[KUTIPAN TEKS]

____________

Menuju konten utama

Nasib UMKM Bila Subsidi Gas Melon Dicabut dan Pembeliannya Dibatasi

Sejumlah pedagang kecil atau UMKM mengkritik rencana pemerintah memberlakukan kebijakan pencabutan subsidi dan pembatasan elpiji melon.

Nasib UMKM Bila Subsidi Gas Melon Dicabut dan Pembeliannya Dibatasi
Sejumlah warga antre menunggu datangnya gas Elpiji 3 kilogram di sebuah pangkalan di Karang Gantiang, Padang, Sumatera Barat, Jumat (11/10/2019). ANTARA FOTO/Iggoy el Fitra/wsj.

tirto.id - Masyarakat miskin dan pedagang kecil kembali dibuat ketar-ketir oleh pemerintah lantaran subsidi LPG 3kg alias gas melon akan dicabut. Habis dibuat pening dari rencana larangan penggunaan minyak goreng curah atas alasan kesehatan dan sertifikasi produk halal buat pedagang kecil, mereka kini belum bisa tidur nyenyak karena berbagai kejutan di awal 2020.

Plt. Direktur Jenderal Migas Kementerian ESDM Djoko Siswanto mengatakan, nantinya gas melon akan dijual dengan harga normal di toko maupun pasar. Subsidi diberikan terbatas hanya bagi mereka yang berhak menerima dan terdaftar.

Akan tetapi, Djoko belum bisa memastikan bagaimana teknis penyalurannya, tapi opsi yang disiapkan bisa dari transfer bank, kartu, sampai kode elektronik.

Di samping itu, pemerintah juga berencana membatasi pembelian gas melon menjadi 3 tabung gas per bulan dari hitung-hitungan kebutuhan rakyat miksin. Menurut Djoko jika ada pembelian lebih dari itu, pemerintah pantas curiga jangan-jangan subsidi salah sasaran.

Iwan (49) pedagang soto di kawasan Sabang, Jakarta Pusat mengaku bakal terbebani dengan perubahan skema subsidi itu. Pasalnya, kebutuhan gas melonnya mencapai 3 tabung untuk 2 hari. Dalam seminggu berarti minimal ada 9 tabung gas yang ia butuhkan.

Kalau pembelian tabungnya dibatasi seperti rencana Ditjen Migas, praktis ia akan terpukul kenaikan harga drastis. Saat ini saja harga gas yang ia beli berada di kisaran Rp18-20 ribu per tabung dan bisa membengkak menjadi Rp37-40 ribu per tabung tanpa subsidi.

“Kalau gitu repot ya. Dibatesin gitu. Kalau enggak cukup nanti enggak bisa dagang. Kalau ramai mah enggak berasa, masalahnya kita enggak selalu ramai,” ucap Iwan saat ditemui reporter Tirto, Sabtu (18/1/2020).

____________

[Entri Tersimpan]

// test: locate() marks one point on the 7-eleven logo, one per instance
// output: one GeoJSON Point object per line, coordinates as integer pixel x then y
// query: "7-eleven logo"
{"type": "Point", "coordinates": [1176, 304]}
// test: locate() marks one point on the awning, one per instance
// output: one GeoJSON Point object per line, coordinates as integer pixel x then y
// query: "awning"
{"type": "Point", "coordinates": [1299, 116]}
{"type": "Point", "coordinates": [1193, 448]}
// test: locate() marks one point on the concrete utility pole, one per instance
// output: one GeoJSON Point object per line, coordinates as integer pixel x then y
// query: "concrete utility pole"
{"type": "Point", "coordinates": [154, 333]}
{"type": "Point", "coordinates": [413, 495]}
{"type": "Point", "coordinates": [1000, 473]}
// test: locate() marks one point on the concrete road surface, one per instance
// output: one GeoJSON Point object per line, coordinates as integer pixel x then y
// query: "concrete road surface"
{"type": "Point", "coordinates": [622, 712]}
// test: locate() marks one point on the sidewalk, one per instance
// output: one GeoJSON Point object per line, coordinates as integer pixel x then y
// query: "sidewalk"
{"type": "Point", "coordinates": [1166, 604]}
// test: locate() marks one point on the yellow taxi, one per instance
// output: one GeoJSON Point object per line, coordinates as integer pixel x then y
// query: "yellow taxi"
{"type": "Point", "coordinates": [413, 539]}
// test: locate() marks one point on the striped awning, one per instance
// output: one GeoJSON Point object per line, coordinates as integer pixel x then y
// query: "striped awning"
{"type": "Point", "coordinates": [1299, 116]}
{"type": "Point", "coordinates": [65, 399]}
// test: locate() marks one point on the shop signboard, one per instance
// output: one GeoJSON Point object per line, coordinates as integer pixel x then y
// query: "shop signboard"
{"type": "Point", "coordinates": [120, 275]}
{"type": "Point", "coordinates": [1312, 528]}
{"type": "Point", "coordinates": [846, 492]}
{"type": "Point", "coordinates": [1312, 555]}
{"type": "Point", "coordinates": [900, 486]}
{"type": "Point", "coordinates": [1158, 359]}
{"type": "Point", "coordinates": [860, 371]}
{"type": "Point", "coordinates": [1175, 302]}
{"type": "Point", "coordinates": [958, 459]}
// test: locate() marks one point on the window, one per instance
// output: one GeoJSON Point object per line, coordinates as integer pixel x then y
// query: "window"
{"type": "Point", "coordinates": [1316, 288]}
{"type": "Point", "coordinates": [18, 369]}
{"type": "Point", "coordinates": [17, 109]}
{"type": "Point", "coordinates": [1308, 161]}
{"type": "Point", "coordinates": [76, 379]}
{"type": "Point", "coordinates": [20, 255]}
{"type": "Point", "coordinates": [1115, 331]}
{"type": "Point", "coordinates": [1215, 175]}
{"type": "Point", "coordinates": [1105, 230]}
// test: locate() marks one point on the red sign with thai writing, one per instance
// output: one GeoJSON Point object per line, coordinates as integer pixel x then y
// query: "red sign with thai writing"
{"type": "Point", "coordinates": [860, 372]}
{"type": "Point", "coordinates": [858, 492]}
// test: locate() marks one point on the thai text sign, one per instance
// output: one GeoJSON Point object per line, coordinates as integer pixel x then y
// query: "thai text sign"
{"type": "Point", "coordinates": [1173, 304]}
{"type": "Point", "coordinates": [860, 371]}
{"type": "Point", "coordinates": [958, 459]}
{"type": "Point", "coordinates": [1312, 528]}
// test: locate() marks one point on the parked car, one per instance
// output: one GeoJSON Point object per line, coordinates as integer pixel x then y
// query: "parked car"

____________

[TUGAS A]
Sebutkan semua opsi penyaluran subsidi yang disiapkan pemerintah menurut berita tentang subsidi gas melon.
[TUGAS B]
Teruskan berita tentang subsidi gas melon mulai dari setelah kalimat terakhirnya.
Item-item tersebut tidak berkaitan dengan berita tentang subsidi gas melon.

[JAWABAN LATIHAN A]
Transfer bank, kartu, dan kode elektronik.

[JAWABAN LATIHAN B]
Beban lebih parah mungkin bisa diderita oleh pemilik warung nasi atau warung tegal. Iwan membandingkan untuk satu macam masakan yang ia jual saja sudah membutuhkan 3 tabung per 2 hari, maka kebutuhan warung nasi setidaknya bisa 4 hingga 5 tabung untuk jangka waktu yang sama.

Sementara itu, pedagang gorengan di dekat Halte Transjakarta Pulomas Rasyim (53) juga ikut mengeluh. Meskipun jualannya berupa gorengan, tapi kebutuhan gasnya tetap banyak yaitu 1 tabung per hari atau 7 tabung selama seminggu.

Bila nantinya ia terdampak perubahan skema subsidi ini, Rasyim memastikan kalau ia bakal kesulitan berjualan. Kalau pun tetap berdagang, ia harus bersiap dengan keuntungan yang tak seberapa.

“Saya dari Majalengka enggak lulus sekolah. Buat bisa jualan kayak ini aja udah syukur,” ucap Rasyim saat ditemui reporter Tirto, Sabtu (18/1/2020).

Pedagang bakmi di belakang kawasan perbelanjaan Sarinah, Haryono (58) mengaku keberatan dengan perubahan ini, tetapi ia pesimistis kalau pemerintah bakal memperhatikan rakyat sepertinya. Bila kebijakan ini berlaku ongkos penjualannya bakal membengkak karena per minggunya ia menghabiskan minimal 7 tabung.

Dengan harga gas melon di kisaran Rp37-40 ribu per tabung, ia hanya bisa memandangi keuntungannya yang terpangkas.

Lagi pula ia bilang tak mungkin menaikan harga karena konsumen pasti tak mau membeli. Paling tidak, kata Haryono, harus ada pembedaan dari kebutuhan gas rumah tangga dan pedagang seperti dirinya.

“Saya pasrah saja sudah. Susah naik harga nanti ditinggal pelanggan,” ucap Haryono saat ditemui reporter Tirto, Sabtu (18/1/2020).

Pendataan Bermasalah

Haryono ternyata punya kecemasan lain. Ia tahu kalau pemerintah bakal mendata siapa saja yang berhak menerimanya. Namun, ia ragu kalau pendataan itu bakal dilakukan adil.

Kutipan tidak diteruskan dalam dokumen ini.